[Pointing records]
+++
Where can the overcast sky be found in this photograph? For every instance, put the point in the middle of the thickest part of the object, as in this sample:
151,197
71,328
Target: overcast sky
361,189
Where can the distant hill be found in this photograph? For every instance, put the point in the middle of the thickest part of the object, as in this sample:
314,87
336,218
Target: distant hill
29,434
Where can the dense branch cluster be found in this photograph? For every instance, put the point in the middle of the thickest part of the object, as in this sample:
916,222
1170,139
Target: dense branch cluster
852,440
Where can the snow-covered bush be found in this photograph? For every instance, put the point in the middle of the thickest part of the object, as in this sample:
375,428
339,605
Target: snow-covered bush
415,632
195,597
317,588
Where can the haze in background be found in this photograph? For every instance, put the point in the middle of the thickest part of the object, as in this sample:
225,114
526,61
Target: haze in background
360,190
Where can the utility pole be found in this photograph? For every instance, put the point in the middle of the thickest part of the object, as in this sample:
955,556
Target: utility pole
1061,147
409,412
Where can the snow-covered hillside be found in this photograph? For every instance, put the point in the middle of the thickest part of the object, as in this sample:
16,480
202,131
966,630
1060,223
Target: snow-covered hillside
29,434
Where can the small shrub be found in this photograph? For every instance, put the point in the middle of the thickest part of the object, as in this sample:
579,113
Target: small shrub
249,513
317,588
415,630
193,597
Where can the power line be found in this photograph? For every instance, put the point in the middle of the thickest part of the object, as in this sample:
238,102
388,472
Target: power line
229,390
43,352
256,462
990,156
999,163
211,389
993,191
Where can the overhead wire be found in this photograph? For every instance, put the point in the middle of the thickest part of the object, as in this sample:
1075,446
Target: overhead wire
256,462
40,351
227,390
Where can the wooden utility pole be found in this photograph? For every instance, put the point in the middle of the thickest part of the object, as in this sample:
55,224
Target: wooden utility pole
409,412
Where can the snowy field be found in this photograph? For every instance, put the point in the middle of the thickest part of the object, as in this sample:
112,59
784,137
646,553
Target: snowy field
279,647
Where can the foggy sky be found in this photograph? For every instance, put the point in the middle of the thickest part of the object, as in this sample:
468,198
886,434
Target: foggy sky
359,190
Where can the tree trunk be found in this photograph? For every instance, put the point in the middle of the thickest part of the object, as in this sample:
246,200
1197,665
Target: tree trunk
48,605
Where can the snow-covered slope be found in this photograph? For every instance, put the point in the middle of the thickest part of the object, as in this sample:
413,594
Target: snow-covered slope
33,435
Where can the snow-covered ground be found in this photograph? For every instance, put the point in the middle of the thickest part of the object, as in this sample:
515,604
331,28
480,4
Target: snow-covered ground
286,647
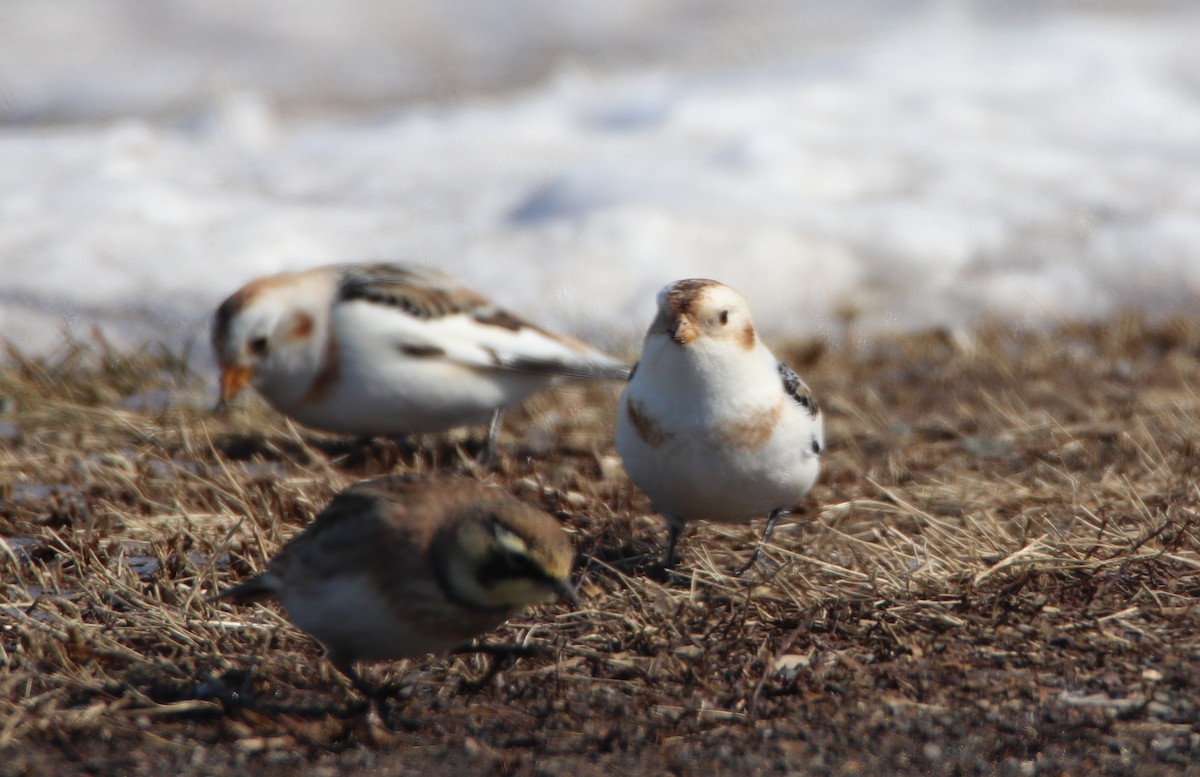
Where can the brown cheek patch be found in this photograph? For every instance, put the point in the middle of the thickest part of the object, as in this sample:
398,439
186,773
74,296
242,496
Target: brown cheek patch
328,375
301,326
748,338
426,351
646,427
753,433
+++
Nothing but the lines from the one holding "Where can the snowy" through the last line of the entries should be written out, exactly and inclusively, minus the pictures.

Where can the snowy field be found in this photograph? For every instance, put the point in the middle of the thickest part of the object, as in this sample:
112,59
784,137
646,553
Target: snowy field
279,647
Where can the foggy sky be found in this photograph? For every instance, put the point in the middle of the thickest part of the object, as in this sample:
468,198
886,434
Target: foggy sky
359,190
Where can the tree trunk be found in this photograph? For every instance, put the point in the middle of the thickest part of the object, as in this sample:
246,200
1197,665
Target: tree trunk
48,605
Where can the snow-covered slope be found in this photograph? For every instance, put the point in the middle of the thickest part of the object, as in this sample:
413,594
Target: snow-covered slope
33,435
Where can the snow-covered ground be found in this photograph? For every instance, put the point in the middle of the thickest part of the object, as in this sample:
515,604
331,28
480,4
Target: snow-covered ground
286,647
Where can the brown cheek patch be found in this photograph? For every instance, put the point in the middle of the thickest part of the object, as in this sample:
398,439
186,773
74,296
242,496
Target: brown cheek patch
328,375
301,326
748,338
426,351
646,427
753,433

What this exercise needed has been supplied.